--- Start Dataset extract ---

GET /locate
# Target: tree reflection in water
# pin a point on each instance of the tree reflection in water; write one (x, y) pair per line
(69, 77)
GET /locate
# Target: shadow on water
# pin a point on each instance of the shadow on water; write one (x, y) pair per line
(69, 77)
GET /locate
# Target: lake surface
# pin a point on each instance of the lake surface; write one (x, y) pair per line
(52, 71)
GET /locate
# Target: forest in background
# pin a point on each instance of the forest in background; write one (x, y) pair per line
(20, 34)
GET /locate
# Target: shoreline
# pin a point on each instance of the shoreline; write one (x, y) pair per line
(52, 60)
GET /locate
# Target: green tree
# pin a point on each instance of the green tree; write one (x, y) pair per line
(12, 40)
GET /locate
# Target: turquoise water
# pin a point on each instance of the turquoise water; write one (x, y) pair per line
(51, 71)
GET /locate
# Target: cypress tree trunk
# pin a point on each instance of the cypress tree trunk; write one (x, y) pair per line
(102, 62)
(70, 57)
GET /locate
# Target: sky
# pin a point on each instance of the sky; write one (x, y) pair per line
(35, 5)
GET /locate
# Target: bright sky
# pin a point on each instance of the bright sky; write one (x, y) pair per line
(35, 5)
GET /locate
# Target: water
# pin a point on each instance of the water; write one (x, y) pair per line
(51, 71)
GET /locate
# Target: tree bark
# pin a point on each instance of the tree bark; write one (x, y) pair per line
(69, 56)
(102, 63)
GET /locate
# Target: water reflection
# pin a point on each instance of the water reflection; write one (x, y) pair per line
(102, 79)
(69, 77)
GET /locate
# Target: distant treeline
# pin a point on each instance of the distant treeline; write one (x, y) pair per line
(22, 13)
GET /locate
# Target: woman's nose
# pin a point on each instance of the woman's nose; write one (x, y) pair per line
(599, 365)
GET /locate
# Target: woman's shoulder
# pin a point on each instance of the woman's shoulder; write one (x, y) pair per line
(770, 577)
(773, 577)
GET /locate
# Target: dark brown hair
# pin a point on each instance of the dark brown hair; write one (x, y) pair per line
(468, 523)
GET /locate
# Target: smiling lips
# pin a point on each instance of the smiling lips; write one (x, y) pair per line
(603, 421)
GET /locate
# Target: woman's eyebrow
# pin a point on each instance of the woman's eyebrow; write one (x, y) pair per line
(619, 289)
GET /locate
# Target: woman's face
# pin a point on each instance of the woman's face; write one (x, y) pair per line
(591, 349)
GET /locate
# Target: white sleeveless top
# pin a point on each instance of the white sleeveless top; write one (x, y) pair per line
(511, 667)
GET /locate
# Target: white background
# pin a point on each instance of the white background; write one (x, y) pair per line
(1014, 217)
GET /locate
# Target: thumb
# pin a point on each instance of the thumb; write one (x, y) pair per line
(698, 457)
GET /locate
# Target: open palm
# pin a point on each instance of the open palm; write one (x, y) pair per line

--- End Dataset extract ---

→ **What is being asked**: How many lines of the material contain the string "eyebrow"? Case counts. Reply with the number only.

→ **Answer**: 2